• [The problem]: Please return exactly the lines from the one containing "Could you please tag every instance of the electrical" through the end of the records, including both.

☆ ☆ ☆

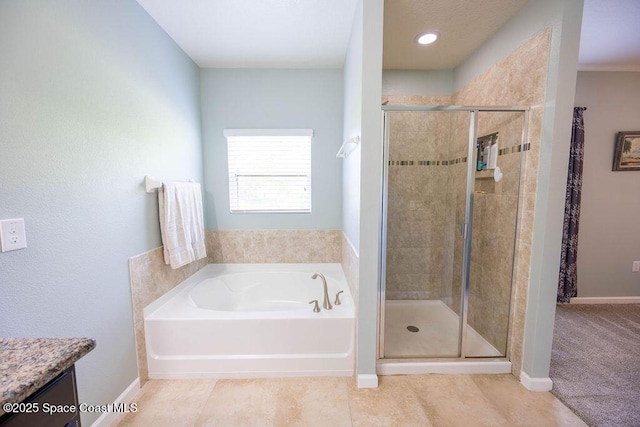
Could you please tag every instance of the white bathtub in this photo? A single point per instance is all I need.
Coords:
(251, 320)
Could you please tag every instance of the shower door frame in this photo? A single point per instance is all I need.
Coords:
(465, 229)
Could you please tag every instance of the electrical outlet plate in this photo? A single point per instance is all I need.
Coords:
(12, 234)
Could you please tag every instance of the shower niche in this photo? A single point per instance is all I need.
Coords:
(449, 231)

☆ ☆ ☆

• [Result]:
Could you please tag every instance of the electrical outlet plate in this photo? A single point per instance is all I need.
Coords:
(12, 234)
Could you please tag every instance of the shower niche in this photo? A single point per instance is all I need.
Coords:
(449, 231)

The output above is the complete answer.